Image point grounding data
_ _ _ _

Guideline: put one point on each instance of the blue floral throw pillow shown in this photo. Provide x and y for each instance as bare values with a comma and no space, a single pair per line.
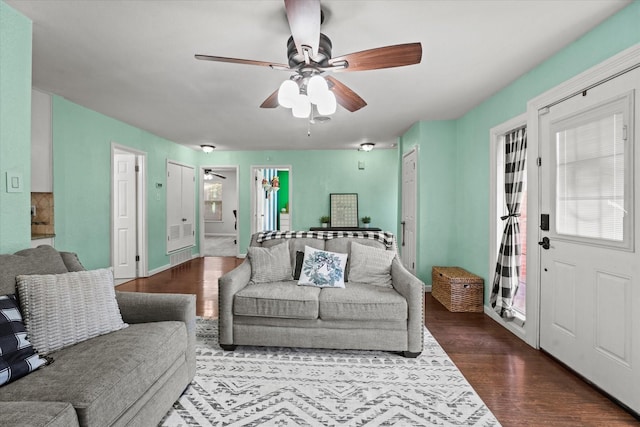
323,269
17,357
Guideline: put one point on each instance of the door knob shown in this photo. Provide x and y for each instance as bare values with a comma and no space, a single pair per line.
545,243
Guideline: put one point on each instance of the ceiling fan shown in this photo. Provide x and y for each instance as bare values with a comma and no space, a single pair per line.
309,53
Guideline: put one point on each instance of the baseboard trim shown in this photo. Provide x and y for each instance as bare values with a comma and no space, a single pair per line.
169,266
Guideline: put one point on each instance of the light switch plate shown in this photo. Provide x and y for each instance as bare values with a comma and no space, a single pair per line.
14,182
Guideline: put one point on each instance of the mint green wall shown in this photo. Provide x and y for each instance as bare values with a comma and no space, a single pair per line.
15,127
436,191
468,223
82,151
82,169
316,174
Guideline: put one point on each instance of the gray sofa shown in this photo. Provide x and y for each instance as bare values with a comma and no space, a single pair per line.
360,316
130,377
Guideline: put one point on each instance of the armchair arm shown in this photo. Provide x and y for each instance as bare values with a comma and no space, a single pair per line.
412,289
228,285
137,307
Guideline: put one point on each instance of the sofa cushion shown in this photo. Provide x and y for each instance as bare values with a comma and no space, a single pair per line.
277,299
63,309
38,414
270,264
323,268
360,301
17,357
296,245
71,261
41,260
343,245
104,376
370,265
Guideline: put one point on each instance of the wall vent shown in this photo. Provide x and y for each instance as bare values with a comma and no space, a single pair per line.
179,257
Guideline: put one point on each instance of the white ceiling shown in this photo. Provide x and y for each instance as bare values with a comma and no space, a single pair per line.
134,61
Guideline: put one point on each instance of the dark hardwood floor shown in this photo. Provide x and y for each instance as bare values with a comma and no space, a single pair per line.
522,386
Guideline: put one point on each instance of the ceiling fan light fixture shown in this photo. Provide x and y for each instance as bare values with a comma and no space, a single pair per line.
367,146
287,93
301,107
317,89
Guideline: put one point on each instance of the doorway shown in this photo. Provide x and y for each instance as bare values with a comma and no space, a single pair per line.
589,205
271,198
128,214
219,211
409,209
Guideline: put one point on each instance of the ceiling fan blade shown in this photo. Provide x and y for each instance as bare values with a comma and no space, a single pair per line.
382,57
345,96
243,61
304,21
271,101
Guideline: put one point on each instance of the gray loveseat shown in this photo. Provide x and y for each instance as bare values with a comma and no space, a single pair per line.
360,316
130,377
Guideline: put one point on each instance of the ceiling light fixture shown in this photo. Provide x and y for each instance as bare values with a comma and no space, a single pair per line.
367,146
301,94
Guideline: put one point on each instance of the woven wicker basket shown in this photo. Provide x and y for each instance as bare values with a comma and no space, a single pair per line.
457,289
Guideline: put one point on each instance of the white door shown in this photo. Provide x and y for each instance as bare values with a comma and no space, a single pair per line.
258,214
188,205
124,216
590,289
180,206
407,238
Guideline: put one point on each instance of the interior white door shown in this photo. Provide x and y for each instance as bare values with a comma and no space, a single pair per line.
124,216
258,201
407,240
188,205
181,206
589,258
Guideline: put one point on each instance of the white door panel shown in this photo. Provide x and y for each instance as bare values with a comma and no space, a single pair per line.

_ _ _ _

### Exercise description
From the first line to the last, repeat the entries exactly and leave out the pictures.

### Output below
Guideline: put one point on each instance of the blue floral throw pillow shown in this photo. Provide x and y for each instance as bare values with a comma and no space, a single pair per line.
323,269
17,357
Guideline: put one point on each instance of the door knob shown in this photo. Provide x and y for each instance as bare values with a comma and no space, a single pair per line.
545,243
Guideline: put one point on each instance of the ceiling fan shown in this photo. Provide x and y for each instance as bare values with a comma and no space, a single pair per line.
309,53
Guideline: put one point on each instance of the baseboard trim shown in this photo. Provide x and y for each instance as bare values with a comma and no space, a single pair per line.
169,266
Guideline: put one point on each instance of the light switch plate shown in this photo. Provide x and y for each instance as bare values with a comma and no space, a single pair per line.
14,182
Guideline: put one point on each instance of the mint green wall shown in this photo. Provide x and y for each instance as bare values with a comma and no space, a single pair per line.
15,127
436,191
468,223
82,151
82,169
316,174
Guideline: put one point on each instance of the gray sofa shown in this photo. Provide x and y for each instance as bare values with a comma and no space, a single pair per line.
360,316
130,377
Guideline: put one point on each instance of the armchair arm shown in this photo. Provide x and y for each instance as bare values with a comma and no space, a single pair per line.
412,289
228,285
137,307
Guideline: put one point on each instance of the sofa cushion shown in this photo. Provide x and y for each instance as bare values with a comma and no space, a single pair per line.
277,299
63,309
38,414
270,264
323,268
360,301
17,357
296,245
71,261
41,260
343,245
104,376
370,265
Guideline: put one point on each instance of the wall vent shown in this photo. Provide x and y for each instance as bare values with a comma and no space, a single pair per line.
179,257
Guideline: put one point on each instance of the white ceiling shown in this photo. Provide x and y for each instance as bare values with a comma and no space, a single pair per line.
134,61
Guideline: put one point on each instance of the dark hardwood floor shown in this photo. Provide x and y for each instance as bare values with a comma and no space, a single pair per line.
522,386
Guideline: put one point on each instance of the ceiling fan light fixture shown in this photo. Provide x and y for each instance as bare values with a comma and no space, a single pair per line.
367,146
287,93
301,107
317,89
Guideline: put one point on each instance of the doorway shown in this photo. Provide x and y for each instance as bare values with a comma and no space, a single pair per line.
589,205
271,198
128,214
219,211
409,209
Guideline: put one point on each instance of the ceiling fan blade shown in this photo. Provide x and y for each instance as bare values with a comma and no space, a single pair per line.
382,57
345,96
243,61
304,21
271,101
Guideline: put one point on each instance of the gray loveseat shown in this photo. Provide x and y for each instance as bare values with a comma and no space, a single pair per line.
360,316
130,377
Guideline: put one point on each instance of the ceiling light fixture shown in this photo. Provide x and y for each instance as bare values with a comma and no space, a single pair per line.
367,146
301,94
Guideline: put one point on each instance of the woven wicker basket shown in this photo. Provide x and y for each instance as bare values with a comma and no space, a single pair per line.
457,289
Guideline: put one point on each instance of the white door shown in this photo. Provide x and y for each instance as bare values with a comma and no space, a single pair per line.
258,214
188,205
124,216
590,289
180,206
407,238
Guideline: put one point on each instance of the interior white door shown in this photo. Provide x and y for each instance as bare values with a comma and no space, a single pair per line.
124,216
258,201
407,240
188,205
181,206
589,258
Guideline: put one point on each instance of the white door panel shown in this photo. Provide x and y for each instance as bare values with a comma and no space, a single pair per line.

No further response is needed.